WHAT TO WORK ON
When the line containing "Mark the patchy" is found in the data below, copy it and each line after it through the line containing "Mark the chain", exactly and with no others.

RECORD EXCERPTS
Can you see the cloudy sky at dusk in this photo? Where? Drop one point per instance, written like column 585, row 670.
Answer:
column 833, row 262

---

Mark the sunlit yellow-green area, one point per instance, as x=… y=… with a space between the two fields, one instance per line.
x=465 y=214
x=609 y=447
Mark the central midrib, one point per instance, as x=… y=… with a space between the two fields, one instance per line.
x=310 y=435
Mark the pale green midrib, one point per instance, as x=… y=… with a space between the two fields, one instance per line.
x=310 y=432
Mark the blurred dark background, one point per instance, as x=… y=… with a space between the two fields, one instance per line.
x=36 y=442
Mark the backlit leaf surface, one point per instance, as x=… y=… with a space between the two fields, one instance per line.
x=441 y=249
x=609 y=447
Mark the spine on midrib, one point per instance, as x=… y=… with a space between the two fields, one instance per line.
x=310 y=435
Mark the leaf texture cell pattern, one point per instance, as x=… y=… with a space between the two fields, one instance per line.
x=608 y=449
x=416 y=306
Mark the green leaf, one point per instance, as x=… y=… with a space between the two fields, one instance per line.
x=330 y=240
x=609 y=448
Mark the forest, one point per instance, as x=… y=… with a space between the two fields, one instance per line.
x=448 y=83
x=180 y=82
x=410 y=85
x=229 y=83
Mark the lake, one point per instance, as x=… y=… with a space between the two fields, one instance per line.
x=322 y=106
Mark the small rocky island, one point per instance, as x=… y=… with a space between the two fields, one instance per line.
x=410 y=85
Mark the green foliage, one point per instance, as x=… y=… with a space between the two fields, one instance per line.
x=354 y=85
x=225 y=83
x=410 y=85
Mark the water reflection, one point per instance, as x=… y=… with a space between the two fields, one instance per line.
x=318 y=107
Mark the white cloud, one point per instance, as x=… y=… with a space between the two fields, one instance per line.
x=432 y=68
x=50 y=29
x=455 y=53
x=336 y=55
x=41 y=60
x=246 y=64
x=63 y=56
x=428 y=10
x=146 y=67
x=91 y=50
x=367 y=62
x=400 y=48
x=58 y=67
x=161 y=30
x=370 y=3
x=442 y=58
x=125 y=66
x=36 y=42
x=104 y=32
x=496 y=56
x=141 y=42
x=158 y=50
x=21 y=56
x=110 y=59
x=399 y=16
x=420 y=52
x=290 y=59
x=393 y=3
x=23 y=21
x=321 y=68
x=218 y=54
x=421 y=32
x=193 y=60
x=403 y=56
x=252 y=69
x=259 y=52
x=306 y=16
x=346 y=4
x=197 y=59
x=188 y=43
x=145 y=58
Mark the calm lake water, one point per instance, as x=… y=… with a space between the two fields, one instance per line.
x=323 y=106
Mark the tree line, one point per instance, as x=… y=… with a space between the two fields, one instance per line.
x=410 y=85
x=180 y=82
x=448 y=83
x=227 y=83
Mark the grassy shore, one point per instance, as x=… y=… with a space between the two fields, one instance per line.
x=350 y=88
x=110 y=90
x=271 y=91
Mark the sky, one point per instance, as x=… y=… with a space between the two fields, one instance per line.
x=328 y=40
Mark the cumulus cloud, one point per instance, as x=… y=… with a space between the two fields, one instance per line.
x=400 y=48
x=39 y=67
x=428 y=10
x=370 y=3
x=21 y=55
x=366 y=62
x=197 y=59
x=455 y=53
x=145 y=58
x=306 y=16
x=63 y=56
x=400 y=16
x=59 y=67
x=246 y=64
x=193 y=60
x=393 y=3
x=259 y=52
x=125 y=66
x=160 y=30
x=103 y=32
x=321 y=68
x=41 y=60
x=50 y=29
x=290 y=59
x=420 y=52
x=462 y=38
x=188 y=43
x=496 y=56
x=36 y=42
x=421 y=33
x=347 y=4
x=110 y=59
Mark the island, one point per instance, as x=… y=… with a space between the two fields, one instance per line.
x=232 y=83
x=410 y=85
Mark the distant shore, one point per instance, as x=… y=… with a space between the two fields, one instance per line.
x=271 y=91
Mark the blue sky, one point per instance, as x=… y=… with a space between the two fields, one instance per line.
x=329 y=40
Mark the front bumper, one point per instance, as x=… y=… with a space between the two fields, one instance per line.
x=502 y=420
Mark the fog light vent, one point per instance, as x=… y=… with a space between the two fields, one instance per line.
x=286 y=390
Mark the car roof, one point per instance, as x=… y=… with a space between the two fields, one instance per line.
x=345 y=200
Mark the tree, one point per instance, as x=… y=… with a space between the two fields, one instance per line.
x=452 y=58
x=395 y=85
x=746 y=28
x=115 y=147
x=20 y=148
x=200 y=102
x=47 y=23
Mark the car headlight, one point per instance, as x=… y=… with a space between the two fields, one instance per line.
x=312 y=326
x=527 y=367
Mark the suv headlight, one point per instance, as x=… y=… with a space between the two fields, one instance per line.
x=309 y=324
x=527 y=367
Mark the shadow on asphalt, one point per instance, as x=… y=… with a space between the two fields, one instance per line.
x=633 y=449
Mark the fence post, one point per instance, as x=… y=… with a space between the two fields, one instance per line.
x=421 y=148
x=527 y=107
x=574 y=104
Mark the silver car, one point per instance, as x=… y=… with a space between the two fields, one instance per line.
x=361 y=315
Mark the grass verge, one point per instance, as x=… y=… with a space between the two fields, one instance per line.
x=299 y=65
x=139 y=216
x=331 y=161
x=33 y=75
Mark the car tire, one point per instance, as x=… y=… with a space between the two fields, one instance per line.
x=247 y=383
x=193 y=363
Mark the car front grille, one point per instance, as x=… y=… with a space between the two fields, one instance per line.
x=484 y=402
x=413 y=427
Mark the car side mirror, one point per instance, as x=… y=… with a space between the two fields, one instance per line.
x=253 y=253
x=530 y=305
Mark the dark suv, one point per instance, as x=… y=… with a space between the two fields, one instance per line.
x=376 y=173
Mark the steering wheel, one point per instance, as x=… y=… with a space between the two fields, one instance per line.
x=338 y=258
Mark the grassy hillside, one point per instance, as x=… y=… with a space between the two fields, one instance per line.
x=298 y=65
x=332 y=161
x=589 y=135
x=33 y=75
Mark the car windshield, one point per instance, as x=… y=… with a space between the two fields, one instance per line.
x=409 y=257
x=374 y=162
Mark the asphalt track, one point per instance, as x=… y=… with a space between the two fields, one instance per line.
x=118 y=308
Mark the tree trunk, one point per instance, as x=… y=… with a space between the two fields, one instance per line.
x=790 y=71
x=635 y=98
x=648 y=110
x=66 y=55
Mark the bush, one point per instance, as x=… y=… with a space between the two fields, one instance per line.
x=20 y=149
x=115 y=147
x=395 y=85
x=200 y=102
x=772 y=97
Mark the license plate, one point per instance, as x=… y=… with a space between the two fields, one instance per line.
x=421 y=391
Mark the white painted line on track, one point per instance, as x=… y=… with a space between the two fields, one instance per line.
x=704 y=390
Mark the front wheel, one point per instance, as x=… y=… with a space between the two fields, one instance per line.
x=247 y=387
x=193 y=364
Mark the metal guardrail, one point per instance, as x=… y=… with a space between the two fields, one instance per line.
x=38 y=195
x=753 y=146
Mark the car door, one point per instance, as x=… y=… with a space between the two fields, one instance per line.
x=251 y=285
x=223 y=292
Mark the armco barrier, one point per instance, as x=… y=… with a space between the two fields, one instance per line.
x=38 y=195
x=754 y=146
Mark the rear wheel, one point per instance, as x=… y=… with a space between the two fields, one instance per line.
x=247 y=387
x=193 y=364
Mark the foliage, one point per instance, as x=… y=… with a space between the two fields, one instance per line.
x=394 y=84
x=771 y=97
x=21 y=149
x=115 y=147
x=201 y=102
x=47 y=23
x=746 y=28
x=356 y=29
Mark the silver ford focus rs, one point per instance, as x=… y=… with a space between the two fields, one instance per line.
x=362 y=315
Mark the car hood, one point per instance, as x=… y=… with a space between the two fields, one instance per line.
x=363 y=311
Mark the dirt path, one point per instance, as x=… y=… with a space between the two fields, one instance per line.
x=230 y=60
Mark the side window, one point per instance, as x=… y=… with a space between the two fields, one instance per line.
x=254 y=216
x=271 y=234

--

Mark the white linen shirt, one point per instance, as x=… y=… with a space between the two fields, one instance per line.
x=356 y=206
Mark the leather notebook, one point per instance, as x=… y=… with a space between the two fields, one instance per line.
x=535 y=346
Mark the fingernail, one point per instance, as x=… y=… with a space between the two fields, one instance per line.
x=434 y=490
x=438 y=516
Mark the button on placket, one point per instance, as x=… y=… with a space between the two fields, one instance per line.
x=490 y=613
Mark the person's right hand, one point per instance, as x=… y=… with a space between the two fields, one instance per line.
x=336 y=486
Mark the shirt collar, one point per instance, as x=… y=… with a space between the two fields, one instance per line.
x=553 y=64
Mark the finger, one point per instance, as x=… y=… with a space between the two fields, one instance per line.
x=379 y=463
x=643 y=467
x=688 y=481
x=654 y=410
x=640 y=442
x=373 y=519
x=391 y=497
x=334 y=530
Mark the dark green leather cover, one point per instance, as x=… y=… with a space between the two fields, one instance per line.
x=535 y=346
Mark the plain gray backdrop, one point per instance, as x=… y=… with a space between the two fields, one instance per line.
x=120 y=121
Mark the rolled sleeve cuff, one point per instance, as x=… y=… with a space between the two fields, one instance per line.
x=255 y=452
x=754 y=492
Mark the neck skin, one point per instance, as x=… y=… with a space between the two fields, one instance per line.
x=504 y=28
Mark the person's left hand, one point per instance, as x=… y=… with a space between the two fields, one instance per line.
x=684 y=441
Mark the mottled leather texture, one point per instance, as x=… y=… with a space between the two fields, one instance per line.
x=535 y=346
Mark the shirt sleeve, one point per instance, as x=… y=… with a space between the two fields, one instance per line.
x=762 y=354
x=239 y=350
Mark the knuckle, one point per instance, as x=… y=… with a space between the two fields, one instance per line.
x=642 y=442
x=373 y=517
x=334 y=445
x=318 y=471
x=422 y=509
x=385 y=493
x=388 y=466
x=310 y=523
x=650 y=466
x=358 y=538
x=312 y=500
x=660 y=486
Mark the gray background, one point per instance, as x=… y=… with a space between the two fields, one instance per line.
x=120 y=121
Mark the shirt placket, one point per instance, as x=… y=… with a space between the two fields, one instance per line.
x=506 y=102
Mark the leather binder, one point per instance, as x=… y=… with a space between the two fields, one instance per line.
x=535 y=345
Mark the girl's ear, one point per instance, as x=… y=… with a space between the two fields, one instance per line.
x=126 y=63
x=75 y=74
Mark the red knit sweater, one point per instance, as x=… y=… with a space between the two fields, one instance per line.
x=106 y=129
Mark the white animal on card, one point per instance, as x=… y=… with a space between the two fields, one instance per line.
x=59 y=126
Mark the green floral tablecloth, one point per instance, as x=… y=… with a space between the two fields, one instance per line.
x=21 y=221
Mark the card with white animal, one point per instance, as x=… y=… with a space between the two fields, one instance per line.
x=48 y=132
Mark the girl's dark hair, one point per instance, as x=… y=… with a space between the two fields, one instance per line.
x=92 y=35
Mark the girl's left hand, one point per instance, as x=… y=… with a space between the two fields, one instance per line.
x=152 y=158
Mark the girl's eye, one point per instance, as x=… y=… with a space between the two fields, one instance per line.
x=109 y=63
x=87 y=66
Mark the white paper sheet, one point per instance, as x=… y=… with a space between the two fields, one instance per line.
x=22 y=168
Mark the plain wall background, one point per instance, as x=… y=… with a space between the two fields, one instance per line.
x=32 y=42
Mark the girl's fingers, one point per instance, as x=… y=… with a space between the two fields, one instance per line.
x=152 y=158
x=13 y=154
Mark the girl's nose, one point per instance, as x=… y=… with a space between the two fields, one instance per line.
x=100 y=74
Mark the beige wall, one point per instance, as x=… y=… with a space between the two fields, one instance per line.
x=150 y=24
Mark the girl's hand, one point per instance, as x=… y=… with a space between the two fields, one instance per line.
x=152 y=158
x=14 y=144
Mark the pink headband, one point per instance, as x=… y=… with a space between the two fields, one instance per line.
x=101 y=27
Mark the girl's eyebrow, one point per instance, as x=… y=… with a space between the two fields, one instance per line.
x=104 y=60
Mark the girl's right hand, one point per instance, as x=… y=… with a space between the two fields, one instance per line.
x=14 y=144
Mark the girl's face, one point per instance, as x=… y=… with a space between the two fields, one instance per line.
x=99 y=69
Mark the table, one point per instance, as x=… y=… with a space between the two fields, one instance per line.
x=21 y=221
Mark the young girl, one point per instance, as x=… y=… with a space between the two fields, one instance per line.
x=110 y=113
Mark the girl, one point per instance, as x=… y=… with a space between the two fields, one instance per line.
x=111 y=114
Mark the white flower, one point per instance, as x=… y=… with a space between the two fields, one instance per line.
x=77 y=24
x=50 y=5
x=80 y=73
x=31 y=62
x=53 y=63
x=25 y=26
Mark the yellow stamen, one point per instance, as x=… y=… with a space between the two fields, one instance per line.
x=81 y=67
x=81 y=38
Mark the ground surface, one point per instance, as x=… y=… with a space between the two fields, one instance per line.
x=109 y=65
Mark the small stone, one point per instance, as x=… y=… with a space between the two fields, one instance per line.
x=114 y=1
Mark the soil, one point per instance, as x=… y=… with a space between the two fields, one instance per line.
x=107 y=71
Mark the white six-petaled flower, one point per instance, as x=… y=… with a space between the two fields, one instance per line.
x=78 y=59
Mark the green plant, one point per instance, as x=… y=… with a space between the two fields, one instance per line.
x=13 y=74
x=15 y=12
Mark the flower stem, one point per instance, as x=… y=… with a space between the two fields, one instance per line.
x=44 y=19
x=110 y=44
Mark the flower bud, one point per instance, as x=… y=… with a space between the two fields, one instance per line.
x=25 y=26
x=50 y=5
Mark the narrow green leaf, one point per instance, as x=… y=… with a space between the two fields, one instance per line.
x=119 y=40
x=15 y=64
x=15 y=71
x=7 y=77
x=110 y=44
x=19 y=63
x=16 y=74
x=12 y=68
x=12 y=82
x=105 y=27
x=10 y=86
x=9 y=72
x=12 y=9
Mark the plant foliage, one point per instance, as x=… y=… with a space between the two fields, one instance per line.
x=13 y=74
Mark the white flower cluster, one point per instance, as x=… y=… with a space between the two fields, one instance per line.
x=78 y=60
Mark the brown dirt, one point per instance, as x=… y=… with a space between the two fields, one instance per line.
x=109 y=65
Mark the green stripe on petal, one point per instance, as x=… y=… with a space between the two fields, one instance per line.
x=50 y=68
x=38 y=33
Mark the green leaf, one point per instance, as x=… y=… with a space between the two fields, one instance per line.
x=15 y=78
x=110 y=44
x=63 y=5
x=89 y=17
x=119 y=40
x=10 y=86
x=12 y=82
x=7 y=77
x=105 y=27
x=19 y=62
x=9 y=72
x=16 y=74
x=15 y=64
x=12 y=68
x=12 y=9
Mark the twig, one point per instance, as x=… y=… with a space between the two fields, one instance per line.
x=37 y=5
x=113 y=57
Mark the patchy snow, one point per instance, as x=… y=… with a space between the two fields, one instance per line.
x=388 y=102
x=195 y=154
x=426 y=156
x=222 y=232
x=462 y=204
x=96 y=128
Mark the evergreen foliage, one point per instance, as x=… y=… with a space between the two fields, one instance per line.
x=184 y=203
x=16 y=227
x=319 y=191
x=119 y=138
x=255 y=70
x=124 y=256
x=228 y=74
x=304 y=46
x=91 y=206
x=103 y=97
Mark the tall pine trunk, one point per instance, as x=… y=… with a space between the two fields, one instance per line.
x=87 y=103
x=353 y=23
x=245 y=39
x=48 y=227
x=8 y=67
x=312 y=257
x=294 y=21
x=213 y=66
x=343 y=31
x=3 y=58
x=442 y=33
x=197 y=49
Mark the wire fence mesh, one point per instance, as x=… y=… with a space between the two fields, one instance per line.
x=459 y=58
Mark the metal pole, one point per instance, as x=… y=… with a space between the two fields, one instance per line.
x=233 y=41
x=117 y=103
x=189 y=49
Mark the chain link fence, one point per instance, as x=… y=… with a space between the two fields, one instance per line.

ANSWER TO THIS PROBLEM
Mark the patchy snow, one point per instance, as x=… y=… with a space between the two fields, one instance per line.
x=388 y=102
x=195 y=154
x=426 y=156
x=222 y=232
x=462 y=204
x=96 y=128
Mark the evergreen foliage, one point per instance, as x=… y=… with a space between the two fields, one instance per line.
x=184 y=203
x=16 y=227
x=319 y=191
x=119 y=138
x=255 y=70
x=124 y=256
x=228 y=74
x=304 y=46
x=91 y=206
x=103 y=97
Mark the tall pine trunk, one point per instance, as x=… y=… with a space between the two fields, one instance per line.
x=87 y=103
x=353 y=23
x=245 y=39
x=48 y=227
x=8 y=67
x=312 y=257
x=294 y=21
x=213 y=66
x=343 y=31
x=3 y=58
x=442 y=33
x=197 y=49
Mark the wire fence mesh, one point per instance, as x=… y=… with a space between the two fields, one instance per line.
x=459 y=58
Mark the metal pole, one point per instance, as x=… y=… with a space between the two fields, one instance per line.
x=233 y=41
x=117 y=103
x=189 y=49
Mark the chain link fence, one point per instance, as x=… y=… with a space between the two fields, one instance per line.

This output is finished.